• [THE TASK]:
Please copy all of the data below line for line, changing nothing.
BEGIN RECORDS FOR THE EXERCISE
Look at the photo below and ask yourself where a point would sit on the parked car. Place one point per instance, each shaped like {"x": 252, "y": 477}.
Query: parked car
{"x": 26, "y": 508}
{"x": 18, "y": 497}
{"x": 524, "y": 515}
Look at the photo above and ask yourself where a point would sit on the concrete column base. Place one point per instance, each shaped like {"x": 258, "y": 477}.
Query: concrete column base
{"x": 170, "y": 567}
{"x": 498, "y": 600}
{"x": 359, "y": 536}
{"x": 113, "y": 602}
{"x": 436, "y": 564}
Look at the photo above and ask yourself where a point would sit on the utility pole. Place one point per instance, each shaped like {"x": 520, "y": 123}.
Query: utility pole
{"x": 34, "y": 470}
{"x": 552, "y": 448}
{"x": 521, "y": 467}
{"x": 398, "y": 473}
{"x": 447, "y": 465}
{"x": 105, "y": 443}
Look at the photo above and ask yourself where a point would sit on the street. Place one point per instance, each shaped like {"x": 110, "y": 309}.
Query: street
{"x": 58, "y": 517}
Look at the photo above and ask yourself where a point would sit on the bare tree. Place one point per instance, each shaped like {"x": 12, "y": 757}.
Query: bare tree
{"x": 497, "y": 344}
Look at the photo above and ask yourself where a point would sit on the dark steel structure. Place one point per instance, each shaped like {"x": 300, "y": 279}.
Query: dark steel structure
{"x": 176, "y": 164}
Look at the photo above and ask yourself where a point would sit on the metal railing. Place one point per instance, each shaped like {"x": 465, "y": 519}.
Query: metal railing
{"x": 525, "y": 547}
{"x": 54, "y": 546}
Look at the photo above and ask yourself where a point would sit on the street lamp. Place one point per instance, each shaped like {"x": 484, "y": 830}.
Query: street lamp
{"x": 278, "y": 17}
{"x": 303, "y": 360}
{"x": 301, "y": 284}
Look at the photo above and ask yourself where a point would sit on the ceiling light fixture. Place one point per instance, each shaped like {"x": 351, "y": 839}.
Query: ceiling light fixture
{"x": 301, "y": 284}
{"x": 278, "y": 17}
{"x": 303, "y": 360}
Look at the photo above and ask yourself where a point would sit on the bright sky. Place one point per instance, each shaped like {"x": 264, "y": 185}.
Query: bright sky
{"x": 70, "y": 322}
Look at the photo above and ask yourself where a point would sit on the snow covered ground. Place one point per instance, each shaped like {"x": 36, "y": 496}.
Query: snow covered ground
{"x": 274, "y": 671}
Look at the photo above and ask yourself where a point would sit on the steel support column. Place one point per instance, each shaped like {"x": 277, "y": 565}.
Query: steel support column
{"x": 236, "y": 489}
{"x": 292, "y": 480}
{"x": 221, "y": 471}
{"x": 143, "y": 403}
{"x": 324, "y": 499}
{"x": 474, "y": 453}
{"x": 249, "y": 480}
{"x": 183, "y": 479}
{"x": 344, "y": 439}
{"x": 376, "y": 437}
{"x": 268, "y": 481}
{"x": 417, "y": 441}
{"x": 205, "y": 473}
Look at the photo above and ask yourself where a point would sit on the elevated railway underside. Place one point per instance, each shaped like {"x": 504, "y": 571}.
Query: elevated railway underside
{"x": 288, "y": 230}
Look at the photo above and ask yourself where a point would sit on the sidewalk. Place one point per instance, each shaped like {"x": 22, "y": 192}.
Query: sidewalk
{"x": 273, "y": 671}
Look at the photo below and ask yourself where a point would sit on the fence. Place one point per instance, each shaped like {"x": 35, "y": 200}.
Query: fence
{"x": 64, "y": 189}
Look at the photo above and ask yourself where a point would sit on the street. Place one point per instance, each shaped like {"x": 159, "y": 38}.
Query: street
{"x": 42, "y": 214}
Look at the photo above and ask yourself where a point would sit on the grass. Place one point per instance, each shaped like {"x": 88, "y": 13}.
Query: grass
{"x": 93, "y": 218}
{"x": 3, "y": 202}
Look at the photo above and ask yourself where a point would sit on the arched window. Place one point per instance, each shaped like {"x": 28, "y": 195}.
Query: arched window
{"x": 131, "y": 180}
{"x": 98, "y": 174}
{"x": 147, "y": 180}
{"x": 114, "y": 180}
END RECORDS FOR THE EXERCISE
• [EXERCISE ANSWER]:
Look at the photo below and ask yourself where a point would sit on the parked car. Place one point per instance, each shaped like {"x": 252, "y": 477}.
Query: parked car
{"x": 26, "y": 508}
{"x": 18, "y": 497}
{"x": 524, "y": 515}
Look at the photo above and ask yourself where a point would sit on the concrete column base. Place one point per instance, each shaped like {"x": 258, "y": 477}.
Query: concrete column base
{"x": 170, "y": 567}
{"x": 498, "y": 600}
{"x": 359, "y": 536}
{"x": 113, "y": 602}
{"x": 436, "y": 564}
Look at the photo above and ask yourself where a point would sit on the utility pole. Place one point per instance, each shaped like {"x": 520, "y": 123}.
Query: utility pole
{"x": 34, "y": 470}
{"x": 552, "y": 448}
{"x": 521, "y": 467}
{"x": 398, "y": 473}
{"x": 447, "y": 465}
{"x": 105, "y": 443}
Look at the photo above and ask yourself where a point would sit on the street. Place one point per instance, each shaped like {"x": 110, "y": 309}.
Query: street
{"x": 58, "y": 517}
Look at the photo above and ask yourself where a point would sit on the bare tree. Place one point per instance, each shaped like {"x": 12, "y": 757}.
Query: bare tree
{"x": 497, "y": 344}
Look at the photo above and ask yourself where a point would sit on the dark steel structure. Place one point per instance, each shaped like {"x": 300, "y": 279}.
Query: dark steel structure
{"x": 176, "y": 164}
Look at the photo above and ask yourself where a point would sit on the metal railing. Place one point per instance, each shaped like {"x": 465, "y": 519}.
Query: metal railing
{"x": 525, "y": 547}
{"x": 54, "y": 546}
Look at the photo above and ask yourself where a point would sit on the street lamp. Place one point per instance, each shaped like {"x": 484, "y": 830}.
Query: street lamp
{"x": 278, "y": 17}
{"x": 303, "y": 360}
{"x": 301, "y": 284}
Look at the photo above and ask yourself where a point would sit on the ceiling light fixture. Place one point per instance, each shaped like {"x": 351, "y": 839}.
Query: ceiling light fixture
{"x": 301, "y": 284}
{"x": 278, "y": 17}
{"x": 303, "y": 360}
Look at the photo above and ask yourself where a point would sit on the bright sky. Place one point per instance, each shaped like {"x": 264, "y": 185}.
Query: bright sky
{"x": 70, "y": 322}
Look at the photo above and ask yourself where a point would sit on the snow covered ground. Place one point per instance, each shaped like {"x": 36, "y": 496}.
Query: snow covered ground
{"x": 274, "y": 671}
Look at the photo above and ask yourself where a point would sit on the steel support column. Place one point per instance, each shaped like {"x": 277, "y": 565}.
Query: steel support column
{"x": 236, "y": 489}
{"x": 292, "y": 480}
{"x": 221, "y": 471}
{"x": 143, "y": 403}
{"x": 324, "y": 499}
{"x": 474, "y": 453}
{"x": 249, "y": 480}
{"x": 183, "y": 479}
{"x": 344, "y": 439}
{"x": 376, "y": 437}
{"x": 268, "y": 481}
{"x": 417, "y": 441}
{"x": 205, "y": 473}
Look at the photo above and ask yourself where a point would sit on the elevated railway underside. Place one point per instance, each shaped like {"x": 504, "y": 571}.
Query: elevated railway underside
{"x": 288, "y": 230}
Look at the photo above and ask yourself where a point would sit on the sidewalk. Place one point per instance, each shaped like {"x": 22, "y": 192}.
Query: sidewalk
{"x": 273, "y": 671}
Look at the photo below and ask yourself where a point would sit on the fence. Place one point per instance, each shaped like {"x": 35, "y": 200}.
Query: fence
{"x": 64, "y": 189}
Look at the photo above and ask yourself where a point would sit on the street. Place one point per instance, each shaped like {"x": 159, "y": 38}.
Query: street
{"x": 42, "y": 214}
Look at the photo above and ask yourself where a point would sit on the grass. Place one point per instance, each shaped like {"x": 88, "y": 13}.
Query: grass
{"x": 93, "y": 218}
{"x": 3, "y": 202}
Look at the photo above and ask yourself where a point would sit on the arched window. Place one point per instance, each shaped like {"x": 28, "y": 195}.
Query: arched window
{"x": 131, "y": 180}
{"x": 98, "y": 174}
{"x": 147, "y": 180}
{"x": 114, "y": 180}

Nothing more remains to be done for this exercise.